Que time tinha a arquidiocese de São Paulo naquela época!
Pe. Júlio: Dom Angélico Sândalo Bernardino, dom Celso Queiroz, dom Mauro Morelli eram bispos de muita luta. Temos ainda hoje a presença de dom Angélico Bernardino e de dom Fernando Penteado, já bastante idoso, dom Gaspar… Então vai somando, foi um time muito forte e muito sinodal. É interessante ver que muita coisa que o papa Francisco propõe hoje, dom Paulo já vivia naquele colégio episcopal na arquidiocese de São Paulo. Conviver com dom Paulo, com dom Luciano Mendes de Almeida, foi muito bom. Você sabe que fiz o depoimento para a beatificação de dom Luciano? Fui uma das testemunhas convocadas para fazer o depoimento, que levou quatro horas. Então, falar de dom Luciano não cabe nem num livro de mil páginas, devido a tantas coisas para falar da convivência diária com ele, de tudo aquilo que ele viveu. Foi muito marcante. Lembro bastante o dia em que ele atravessou a rua comigo aqui no [bairro do] Belém e comentou: “Você vai ser ordenado padre e sua vida não vai mudar muito. Vai continuar fazendo tudo aquilo que já faz”. Outra coisa curiosa: no dia em que fui falar com ele para marcar minha ordenação, ele pegou a agenda e me pediu: “Venha à minha casa, no dia 1º de janeiro, às 7 da manhã”. Às 6h30 eu estava na casa dele para marcar e combinar a ordenação.
Que privilégio tivemos de ter esse santo, dom Luciano, de fato um santo aqui na arquidiocese de São Paulo, em Mariana e em tantos lugares. Dom Luciano foi uma grande referência; o senhor falou também de dom Paulo e dedica seu livro a Santa Dulce dos Pobres. Além desses, quais são suas grandes referências na Igreja e na sociedade na questão dos direitos humanos?

Extrato de dados
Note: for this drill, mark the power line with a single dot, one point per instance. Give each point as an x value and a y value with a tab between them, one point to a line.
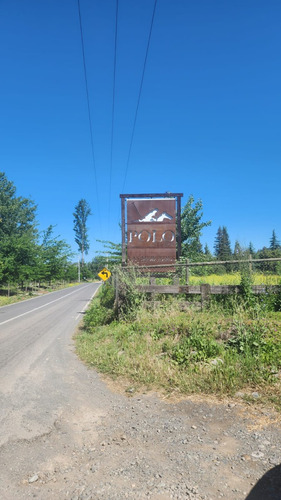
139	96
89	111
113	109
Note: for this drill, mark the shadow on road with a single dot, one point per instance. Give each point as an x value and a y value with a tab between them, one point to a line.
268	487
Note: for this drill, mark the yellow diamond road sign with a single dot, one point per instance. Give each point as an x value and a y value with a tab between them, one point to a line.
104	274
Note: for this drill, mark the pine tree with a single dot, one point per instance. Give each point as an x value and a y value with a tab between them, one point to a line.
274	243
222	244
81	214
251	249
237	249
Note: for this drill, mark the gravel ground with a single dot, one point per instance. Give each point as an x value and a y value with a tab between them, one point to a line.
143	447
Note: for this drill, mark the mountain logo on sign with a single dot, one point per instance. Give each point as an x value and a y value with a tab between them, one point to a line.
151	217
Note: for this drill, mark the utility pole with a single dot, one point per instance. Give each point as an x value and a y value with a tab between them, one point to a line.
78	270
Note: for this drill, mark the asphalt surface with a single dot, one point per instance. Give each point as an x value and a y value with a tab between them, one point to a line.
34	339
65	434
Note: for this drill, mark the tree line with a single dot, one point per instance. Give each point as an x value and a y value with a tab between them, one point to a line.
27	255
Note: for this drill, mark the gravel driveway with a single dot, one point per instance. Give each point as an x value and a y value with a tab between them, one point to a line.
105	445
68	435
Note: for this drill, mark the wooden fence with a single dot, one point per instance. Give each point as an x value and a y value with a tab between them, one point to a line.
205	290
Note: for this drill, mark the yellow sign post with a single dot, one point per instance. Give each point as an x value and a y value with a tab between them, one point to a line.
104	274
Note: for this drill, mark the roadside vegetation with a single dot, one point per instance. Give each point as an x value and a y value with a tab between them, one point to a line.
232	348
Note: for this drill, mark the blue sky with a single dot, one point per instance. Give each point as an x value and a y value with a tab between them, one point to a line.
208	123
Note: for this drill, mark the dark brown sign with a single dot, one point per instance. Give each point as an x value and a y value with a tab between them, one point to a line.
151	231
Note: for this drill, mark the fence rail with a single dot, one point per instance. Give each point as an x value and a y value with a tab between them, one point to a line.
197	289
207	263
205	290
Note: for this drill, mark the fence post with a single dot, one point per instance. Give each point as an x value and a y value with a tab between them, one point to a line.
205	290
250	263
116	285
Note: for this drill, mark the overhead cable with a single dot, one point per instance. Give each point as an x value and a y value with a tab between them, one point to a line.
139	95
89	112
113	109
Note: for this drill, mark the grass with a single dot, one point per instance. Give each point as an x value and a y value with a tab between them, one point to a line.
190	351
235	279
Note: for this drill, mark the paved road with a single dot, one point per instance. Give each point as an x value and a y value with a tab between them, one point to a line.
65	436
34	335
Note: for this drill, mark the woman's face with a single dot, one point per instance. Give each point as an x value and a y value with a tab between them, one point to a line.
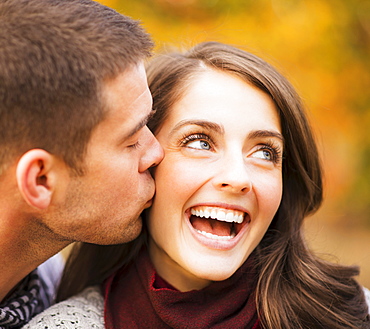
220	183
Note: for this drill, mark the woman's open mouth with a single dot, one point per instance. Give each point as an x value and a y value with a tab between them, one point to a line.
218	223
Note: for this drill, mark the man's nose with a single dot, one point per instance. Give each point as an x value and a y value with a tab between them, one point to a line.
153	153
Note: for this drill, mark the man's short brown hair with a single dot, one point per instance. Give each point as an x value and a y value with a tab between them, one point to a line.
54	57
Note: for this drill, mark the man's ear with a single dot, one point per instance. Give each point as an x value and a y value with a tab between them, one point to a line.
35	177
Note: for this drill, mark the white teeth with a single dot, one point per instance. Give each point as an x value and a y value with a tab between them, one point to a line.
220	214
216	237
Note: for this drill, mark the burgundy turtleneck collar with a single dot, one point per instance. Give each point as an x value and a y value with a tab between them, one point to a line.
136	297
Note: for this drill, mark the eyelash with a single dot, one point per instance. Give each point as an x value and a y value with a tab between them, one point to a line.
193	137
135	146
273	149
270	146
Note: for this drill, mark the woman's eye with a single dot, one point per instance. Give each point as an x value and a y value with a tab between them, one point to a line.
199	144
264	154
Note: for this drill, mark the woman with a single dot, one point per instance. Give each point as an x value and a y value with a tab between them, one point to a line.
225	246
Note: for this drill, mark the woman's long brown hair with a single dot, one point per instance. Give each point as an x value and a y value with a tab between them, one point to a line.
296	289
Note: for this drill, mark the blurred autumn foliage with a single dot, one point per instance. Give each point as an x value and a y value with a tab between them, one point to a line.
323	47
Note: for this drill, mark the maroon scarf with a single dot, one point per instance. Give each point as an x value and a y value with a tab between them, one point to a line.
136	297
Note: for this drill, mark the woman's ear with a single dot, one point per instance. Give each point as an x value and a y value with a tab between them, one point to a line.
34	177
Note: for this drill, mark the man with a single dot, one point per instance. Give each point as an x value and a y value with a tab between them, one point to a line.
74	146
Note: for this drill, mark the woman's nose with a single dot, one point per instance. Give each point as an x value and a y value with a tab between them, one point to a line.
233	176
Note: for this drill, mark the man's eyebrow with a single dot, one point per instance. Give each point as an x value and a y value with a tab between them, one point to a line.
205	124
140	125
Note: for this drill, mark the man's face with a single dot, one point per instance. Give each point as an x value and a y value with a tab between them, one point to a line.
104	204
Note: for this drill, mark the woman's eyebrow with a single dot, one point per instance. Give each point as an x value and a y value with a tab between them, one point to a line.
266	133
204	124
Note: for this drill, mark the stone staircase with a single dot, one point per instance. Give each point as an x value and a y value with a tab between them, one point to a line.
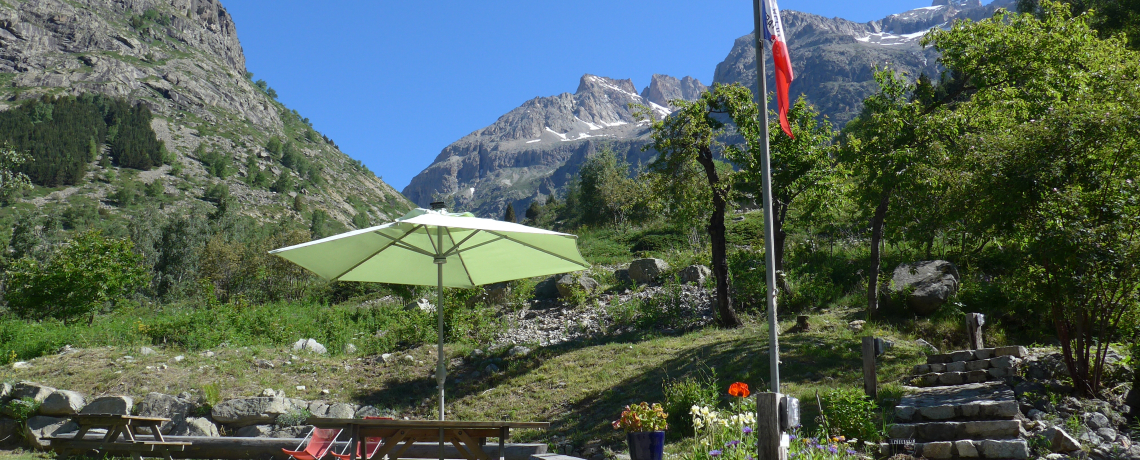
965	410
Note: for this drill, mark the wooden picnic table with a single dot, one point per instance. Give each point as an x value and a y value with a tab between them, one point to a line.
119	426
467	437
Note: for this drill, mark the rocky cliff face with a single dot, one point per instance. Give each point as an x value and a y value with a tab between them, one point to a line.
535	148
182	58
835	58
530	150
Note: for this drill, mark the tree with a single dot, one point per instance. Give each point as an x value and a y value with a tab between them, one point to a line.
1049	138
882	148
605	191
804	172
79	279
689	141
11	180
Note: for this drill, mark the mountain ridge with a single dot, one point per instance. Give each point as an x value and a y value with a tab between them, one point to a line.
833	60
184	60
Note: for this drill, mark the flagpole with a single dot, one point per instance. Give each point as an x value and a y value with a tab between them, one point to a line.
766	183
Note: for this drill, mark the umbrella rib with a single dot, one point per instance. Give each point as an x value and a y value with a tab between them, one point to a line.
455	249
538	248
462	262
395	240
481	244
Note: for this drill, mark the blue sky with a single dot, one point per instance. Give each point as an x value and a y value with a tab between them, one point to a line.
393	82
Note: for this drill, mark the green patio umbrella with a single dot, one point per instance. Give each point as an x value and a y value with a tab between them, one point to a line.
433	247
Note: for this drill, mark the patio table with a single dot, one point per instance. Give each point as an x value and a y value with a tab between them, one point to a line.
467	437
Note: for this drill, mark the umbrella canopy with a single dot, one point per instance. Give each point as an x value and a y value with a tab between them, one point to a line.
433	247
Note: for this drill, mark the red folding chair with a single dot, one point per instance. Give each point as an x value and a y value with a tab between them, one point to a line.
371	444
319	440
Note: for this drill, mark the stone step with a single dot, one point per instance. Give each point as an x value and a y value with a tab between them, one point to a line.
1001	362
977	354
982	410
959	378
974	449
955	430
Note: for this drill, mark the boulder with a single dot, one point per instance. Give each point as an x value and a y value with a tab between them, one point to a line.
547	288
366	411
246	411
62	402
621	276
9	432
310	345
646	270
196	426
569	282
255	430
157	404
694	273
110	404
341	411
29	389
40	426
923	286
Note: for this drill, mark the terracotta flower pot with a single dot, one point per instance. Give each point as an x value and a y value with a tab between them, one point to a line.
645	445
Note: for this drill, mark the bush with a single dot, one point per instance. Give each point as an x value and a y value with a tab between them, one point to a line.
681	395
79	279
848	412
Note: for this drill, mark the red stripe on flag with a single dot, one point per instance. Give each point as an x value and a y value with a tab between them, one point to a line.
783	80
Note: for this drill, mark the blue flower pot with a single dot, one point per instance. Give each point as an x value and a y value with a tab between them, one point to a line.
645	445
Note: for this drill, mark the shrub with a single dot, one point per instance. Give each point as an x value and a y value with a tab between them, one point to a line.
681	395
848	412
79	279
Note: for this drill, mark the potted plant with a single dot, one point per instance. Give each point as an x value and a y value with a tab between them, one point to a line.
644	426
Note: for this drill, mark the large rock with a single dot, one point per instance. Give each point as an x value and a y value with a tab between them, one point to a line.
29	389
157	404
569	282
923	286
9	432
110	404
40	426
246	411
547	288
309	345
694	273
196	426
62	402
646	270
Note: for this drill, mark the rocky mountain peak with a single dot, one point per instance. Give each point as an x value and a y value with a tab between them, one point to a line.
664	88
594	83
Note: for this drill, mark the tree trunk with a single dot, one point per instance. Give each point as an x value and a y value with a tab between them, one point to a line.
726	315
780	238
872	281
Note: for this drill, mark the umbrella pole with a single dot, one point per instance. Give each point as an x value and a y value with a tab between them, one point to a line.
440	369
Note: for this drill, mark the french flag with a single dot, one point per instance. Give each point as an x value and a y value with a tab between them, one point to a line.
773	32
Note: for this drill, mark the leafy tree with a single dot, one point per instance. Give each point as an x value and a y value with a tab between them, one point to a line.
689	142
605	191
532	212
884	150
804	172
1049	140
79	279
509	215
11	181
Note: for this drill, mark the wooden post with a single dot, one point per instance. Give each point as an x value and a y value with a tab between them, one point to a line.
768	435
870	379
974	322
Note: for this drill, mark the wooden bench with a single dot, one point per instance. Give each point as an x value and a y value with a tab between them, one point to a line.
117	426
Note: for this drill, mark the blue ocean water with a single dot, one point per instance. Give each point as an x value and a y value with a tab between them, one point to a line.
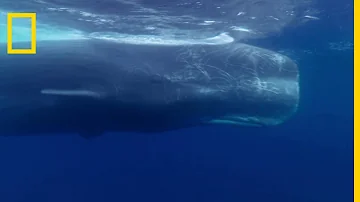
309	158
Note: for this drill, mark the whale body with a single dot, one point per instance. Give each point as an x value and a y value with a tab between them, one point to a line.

* * *

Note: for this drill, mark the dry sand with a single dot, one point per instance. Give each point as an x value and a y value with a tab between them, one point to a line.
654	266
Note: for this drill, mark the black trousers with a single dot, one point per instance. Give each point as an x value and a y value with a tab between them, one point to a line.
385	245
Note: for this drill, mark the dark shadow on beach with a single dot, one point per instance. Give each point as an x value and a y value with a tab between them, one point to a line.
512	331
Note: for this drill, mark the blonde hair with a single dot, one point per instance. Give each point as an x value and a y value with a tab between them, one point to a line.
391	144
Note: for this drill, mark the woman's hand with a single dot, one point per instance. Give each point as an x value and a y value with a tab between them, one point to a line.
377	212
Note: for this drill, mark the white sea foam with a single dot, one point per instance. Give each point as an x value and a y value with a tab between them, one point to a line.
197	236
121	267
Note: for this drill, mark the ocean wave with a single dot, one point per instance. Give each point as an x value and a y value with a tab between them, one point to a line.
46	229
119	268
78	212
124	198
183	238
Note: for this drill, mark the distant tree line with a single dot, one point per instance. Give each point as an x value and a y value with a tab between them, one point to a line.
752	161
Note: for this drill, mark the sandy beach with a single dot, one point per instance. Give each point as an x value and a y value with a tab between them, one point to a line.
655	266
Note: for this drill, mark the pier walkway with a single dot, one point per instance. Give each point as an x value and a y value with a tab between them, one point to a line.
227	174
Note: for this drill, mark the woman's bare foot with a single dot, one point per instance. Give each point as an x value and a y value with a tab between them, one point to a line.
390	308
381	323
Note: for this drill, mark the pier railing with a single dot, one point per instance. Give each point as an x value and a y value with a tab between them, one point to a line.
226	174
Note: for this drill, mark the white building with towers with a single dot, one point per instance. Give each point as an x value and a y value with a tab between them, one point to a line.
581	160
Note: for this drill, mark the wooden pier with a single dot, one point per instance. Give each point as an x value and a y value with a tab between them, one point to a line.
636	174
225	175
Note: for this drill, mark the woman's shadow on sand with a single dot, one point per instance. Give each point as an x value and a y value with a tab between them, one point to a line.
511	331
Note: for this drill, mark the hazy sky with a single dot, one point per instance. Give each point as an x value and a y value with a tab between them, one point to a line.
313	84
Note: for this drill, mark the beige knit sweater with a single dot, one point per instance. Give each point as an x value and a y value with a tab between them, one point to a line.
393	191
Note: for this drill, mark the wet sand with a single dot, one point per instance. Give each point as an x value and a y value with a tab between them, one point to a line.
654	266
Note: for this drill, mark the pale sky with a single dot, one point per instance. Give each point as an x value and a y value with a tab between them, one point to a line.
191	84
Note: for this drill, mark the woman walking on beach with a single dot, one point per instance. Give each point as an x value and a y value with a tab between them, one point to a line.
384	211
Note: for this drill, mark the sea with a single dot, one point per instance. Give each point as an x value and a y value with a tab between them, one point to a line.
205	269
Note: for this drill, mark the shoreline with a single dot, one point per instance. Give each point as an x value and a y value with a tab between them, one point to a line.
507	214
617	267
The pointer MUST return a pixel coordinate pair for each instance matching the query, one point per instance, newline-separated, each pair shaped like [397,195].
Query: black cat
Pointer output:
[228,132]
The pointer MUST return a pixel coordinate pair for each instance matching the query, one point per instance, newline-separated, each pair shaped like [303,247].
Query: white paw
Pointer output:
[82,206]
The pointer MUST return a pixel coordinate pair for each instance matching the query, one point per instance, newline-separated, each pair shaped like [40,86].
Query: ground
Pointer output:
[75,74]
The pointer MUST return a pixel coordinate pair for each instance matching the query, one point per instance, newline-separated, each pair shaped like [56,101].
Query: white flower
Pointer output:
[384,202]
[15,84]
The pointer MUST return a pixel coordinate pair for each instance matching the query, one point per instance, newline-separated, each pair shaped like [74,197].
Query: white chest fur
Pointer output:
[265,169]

Descrição da tarefa
Verta para o inglês a seguinte frase do trecho da página: "Fui uma das testemunhas convocadas para fazer o depoimento, que levou quatro horas."

Resposta do exercício
I was one of the witnesses called to give testimony, which took four hours.